КОРОТКАЯ ЗАДАЧА A :: Перепиши дословно записи с самого начала и до строки с «(60, 276), (144, 348)» включительно.
____ ТЕКСТ ДЛЯ ЧТЕНИЯ
Наталья Ерёмина: Оккупация. Проблема интерпретации
Армения, 5 сентября, 2014, 15:23 — ИА Регнум. С самого начала украинского кризиса при анализе политики России и заявлений ее официальных лидеров в зарубежных средствах массовой информации (и не только там) часто употребляемым стало слово «оккупация». Нередко журналисты сравнивали позиции России с деятельностью СССР, а возвращение Крыма называли тенью событий 1940 г., когда Прибалтика вошла в состав СССР. Причем это относится не только к журналистам. Так, нашумевшим стало высказывание принца Уэльского о В. Путине, которого он сравнил с Гитлером, захватывающим новые страны. Самое время разобраться с тем, что такое оккупация.
Оккупация относится к режимам, связанным либо с военными действиями, либо с послевоенными отношениями. Поэтому среди всех признаков оккупации военное присутствие — ключевой. Он означает наличие военных баз, управление оккупированной территории под контролем военных, или полное военное управление. Соответственно, местное население не допускается к принятию решений, не находится на ключевых постах (хотя существует довольно давняя по историческим меркам практика назначения номинального главы для завоеванной территории, которая очень редко, но может находить себе применение в рамках оккупационного режима).
Оккупация всегда вызывает международную реакцию, ибо является следствием военного конфликта, аннексии территории и т.п. событий. Иными словами, другие государства также на момент наличия оккупации на той или иной территории должны её таковой признать и назвать. Делать это постфактум не имеет никакого смысла. Поэтому в оккупационном режиме всегда важен военный элемент и соответствующая позиция в период этого оккупационного режима других государств.
________
КОРОТКАЯ ЗАДАЧА B :: Перескажи текст об оккупации в двух предложениях.
____ ИСХОДНЫЕ ЗАПИСИ
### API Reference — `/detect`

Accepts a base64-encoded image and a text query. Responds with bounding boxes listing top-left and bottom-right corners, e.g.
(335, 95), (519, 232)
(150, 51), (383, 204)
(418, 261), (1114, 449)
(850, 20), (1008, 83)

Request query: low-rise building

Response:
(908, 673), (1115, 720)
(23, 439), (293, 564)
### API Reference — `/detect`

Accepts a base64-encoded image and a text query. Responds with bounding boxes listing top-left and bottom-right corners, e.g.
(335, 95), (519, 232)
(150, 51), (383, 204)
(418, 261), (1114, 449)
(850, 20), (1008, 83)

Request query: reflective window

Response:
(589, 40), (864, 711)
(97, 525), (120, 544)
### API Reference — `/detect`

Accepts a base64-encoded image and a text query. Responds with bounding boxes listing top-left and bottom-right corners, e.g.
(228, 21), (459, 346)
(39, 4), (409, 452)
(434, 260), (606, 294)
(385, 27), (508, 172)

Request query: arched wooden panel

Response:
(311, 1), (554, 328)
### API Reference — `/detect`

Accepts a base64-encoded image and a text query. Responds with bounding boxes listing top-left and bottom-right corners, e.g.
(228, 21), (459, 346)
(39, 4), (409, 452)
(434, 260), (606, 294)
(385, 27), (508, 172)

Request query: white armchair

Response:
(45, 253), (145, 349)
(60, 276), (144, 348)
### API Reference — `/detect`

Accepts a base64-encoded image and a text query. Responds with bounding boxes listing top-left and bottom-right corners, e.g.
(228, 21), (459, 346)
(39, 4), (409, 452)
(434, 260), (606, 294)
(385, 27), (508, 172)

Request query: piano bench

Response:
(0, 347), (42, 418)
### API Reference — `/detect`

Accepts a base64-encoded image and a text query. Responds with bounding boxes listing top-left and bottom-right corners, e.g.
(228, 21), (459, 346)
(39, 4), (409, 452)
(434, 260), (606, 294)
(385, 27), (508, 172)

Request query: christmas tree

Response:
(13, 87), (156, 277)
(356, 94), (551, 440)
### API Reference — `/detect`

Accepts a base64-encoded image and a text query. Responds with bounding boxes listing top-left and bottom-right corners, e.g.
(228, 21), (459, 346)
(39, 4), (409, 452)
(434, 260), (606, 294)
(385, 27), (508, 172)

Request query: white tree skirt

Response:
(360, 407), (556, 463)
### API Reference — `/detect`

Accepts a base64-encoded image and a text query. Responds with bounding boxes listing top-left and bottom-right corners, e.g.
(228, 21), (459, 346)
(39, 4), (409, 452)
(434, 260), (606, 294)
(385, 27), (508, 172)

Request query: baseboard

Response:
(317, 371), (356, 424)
________
ОТВЕТ A ::
### API Reference — `/detect`

Accepts a base64-encoded image and a text query. Responds with bounding boxes listing top-left and bottom-right corners, e.g.
(335, 95), (519, 232)
(150, 51), (383, 204)
(418, 261), (1114, 449)
(850, 20), (1008, 83)

Request query: low-rise building

Response:
(908, 673), (1115, 720)
(23, 439), (293, 564)
### API Reference — `/detect`

Accepts a base64-encoded image and a text query. Responds with bounding boxes listing top-left and bottom-right corners, e.g.
(335, 95), (519, 232)
(150, 51), (383, 204)
(418, 261), (1114, 449)
(850, 20), (1008, 83)

Request query: reflective window

Response:
(589, 40), (864, 711)
(97, 525), (120, 544)
### API Reference — `/detect`

Accepts a base64-encoded image and a text query. Responds with bounding boxes listing top-left and bottom-right corners, e.g.
(228, 21), (459, 346)
(39, 4), (409, 452)
(434, 260), (606, 294)
(385, 27), (508, 172)

Request query: arched wooden panel

Response:
(311, 1), (554, 328)
### API Reference — `/detect`

Accepts a base64-encoded image and a text query. Responds with bounding boxes listing top-left and bottom-right corners, e.g.
(228, 21), (459, 346)
(39, 4), (409, 452)
(434, 260), (606, 294)
(385, 27), (508, 172)

Request query: white armchair

Response:
(45, 253), (145, 349)
(60, 276), (144, 348)

ОТВЕТ B :: С начала украинского кризиса в зарубежных СМИ о политике России часто говорят как об «оккупации», поэтому автор решает разобраться, что это такое. Главный признак оккупации — военное присутствие, при котором местное население не допускают к принятию решений; такой режим всегда вызывает международную реакцию, и другие государства должны признать его оккупацией, пока он длится, а не задним числом.